Data to process

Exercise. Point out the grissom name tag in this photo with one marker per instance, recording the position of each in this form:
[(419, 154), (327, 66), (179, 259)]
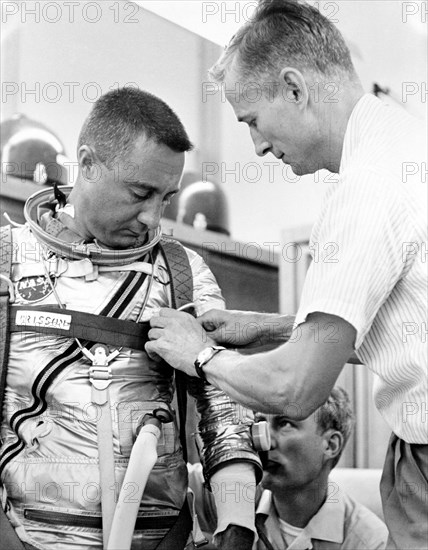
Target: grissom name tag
[(43, 319)]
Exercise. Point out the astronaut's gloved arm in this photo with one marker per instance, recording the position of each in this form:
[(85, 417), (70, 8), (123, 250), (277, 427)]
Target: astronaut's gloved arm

Your task
Output the lines exactly, beginning at the line that contains "Exercise. Point out the astronaut's" and continuing through the last of the lines.

Solution to this task
Exercise. Point out the astronaut's gloved arm in this photo with one marker per instance, recording the position of each in this form:
[(85, 417), (70, 8), (123, 250), (277, 427)]
Target: astronaut's gloved arm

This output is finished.